# Directions:
Set out the material as a numbered list, from its first line through the line containing "negative clicks: (851, 863)", including both and omitting blank lines.

Segment Start: Material provided

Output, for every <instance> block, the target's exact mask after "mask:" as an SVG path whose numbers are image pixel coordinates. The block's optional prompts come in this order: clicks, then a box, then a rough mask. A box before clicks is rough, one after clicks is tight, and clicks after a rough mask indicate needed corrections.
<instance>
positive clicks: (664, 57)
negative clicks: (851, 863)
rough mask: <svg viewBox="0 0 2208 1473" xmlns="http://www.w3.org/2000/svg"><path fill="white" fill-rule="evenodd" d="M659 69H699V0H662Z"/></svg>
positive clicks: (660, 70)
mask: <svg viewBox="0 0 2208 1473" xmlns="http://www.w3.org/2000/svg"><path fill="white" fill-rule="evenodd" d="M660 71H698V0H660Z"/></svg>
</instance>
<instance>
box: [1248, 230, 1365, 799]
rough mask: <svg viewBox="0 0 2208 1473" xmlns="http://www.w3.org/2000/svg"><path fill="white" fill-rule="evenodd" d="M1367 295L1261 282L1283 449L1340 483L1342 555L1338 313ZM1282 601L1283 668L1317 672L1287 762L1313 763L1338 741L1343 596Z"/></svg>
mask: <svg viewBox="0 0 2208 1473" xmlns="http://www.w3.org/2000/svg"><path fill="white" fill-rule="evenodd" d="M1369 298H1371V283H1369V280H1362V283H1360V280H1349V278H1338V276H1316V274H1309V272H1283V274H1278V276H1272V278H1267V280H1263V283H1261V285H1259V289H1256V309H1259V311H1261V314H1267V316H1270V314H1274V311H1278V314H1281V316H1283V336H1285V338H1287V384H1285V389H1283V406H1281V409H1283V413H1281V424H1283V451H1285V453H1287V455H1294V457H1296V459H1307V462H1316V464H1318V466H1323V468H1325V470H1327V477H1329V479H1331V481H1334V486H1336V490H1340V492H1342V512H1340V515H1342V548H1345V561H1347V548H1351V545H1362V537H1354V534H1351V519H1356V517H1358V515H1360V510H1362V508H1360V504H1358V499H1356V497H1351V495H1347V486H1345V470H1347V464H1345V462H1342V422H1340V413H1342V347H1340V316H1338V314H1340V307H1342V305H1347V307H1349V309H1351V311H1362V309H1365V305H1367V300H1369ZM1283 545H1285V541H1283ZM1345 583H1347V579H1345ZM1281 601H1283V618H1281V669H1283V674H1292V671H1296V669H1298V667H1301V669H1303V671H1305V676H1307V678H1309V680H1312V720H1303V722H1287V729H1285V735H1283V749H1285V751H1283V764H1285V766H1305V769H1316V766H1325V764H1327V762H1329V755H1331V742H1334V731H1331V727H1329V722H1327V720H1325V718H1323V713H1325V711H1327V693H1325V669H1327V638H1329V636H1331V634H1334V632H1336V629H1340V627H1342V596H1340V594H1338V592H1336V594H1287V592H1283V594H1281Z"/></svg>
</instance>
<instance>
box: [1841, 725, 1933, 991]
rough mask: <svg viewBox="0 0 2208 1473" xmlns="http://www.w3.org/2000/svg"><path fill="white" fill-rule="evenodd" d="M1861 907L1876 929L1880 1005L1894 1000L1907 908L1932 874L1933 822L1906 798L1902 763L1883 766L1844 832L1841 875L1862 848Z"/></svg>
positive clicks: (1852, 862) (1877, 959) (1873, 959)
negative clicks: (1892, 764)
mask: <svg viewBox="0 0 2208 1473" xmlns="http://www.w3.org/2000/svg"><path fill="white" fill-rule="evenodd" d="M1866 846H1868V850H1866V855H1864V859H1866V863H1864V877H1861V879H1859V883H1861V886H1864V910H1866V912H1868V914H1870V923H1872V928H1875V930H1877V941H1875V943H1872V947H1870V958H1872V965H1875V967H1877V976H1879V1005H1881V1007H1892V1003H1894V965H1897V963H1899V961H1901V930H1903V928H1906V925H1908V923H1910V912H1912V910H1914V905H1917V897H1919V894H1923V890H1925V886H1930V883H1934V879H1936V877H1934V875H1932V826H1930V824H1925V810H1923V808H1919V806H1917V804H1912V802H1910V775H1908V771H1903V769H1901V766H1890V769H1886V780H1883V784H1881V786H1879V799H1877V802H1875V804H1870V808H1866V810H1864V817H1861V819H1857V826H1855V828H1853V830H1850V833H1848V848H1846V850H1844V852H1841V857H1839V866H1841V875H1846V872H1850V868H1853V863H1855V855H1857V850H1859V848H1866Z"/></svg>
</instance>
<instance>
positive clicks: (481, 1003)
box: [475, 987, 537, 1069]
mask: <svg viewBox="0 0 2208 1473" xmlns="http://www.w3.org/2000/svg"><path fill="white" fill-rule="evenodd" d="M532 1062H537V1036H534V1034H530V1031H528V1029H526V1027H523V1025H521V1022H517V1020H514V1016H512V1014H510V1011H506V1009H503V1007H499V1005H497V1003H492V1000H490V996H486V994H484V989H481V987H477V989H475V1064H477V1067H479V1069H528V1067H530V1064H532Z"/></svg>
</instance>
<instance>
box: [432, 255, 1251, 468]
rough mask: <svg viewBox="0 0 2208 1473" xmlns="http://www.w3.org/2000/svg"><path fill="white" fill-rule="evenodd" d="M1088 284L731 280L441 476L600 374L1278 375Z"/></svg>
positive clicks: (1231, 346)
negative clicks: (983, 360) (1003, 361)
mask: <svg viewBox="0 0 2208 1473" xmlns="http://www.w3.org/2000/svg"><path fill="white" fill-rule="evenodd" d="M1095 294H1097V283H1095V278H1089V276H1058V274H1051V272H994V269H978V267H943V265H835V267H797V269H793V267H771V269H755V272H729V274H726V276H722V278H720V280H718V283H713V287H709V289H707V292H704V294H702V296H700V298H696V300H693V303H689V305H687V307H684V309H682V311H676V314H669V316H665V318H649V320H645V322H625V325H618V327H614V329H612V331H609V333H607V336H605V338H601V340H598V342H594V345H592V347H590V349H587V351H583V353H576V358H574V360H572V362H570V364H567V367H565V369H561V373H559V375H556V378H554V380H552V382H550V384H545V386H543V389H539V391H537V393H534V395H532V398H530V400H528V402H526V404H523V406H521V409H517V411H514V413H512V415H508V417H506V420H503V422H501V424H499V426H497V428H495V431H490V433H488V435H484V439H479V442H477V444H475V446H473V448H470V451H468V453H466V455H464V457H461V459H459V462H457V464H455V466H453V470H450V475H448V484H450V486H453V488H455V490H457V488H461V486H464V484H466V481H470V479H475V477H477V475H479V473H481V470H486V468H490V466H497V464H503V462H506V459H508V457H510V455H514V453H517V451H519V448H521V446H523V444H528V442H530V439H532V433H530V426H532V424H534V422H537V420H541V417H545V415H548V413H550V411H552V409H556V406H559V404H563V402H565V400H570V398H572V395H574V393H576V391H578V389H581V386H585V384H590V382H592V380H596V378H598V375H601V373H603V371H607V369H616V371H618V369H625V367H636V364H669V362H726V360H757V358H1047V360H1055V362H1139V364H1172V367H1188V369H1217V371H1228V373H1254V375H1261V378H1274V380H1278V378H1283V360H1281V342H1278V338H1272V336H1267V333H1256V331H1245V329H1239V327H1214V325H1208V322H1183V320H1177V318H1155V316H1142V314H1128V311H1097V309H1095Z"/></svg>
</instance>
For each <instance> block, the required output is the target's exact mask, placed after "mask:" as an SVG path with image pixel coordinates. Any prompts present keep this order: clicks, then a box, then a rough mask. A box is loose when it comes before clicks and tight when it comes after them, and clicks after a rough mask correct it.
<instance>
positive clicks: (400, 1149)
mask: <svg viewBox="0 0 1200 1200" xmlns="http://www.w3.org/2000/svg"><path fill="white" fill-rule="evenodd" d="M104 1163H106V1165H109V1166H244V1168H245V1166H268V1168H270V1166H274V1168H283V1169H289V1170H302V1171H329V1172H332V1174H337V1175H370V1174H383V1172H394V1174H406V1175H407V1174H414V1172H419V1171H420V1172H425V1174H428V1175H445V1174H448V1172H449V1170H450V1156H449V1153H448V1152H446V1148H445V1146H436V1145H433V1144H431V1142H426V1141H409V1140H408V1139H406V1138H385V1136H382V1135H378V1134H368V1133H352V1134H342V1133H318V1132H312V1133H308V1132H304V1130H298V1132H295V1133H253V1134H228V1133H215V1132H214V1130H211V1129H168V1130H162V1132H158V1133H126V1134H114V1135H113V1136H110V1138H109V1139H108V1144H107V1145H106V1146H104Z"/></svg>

Segment End: Material provided

# Finished exercise:
1. Output, for every <instance> block, the target's exact mask after "mask:" as an SVG path whose numbers are image pixel coordinates. The block's optional prompts come in this order: clicks, then a box, then a rough mask. A box before clicks is rough, one after clicks is tight, and clicks after a rough mask indicate needed corrections.
2. <instance>
3. positive clicks: (664, 57)
4. negative clicks: (851, 863)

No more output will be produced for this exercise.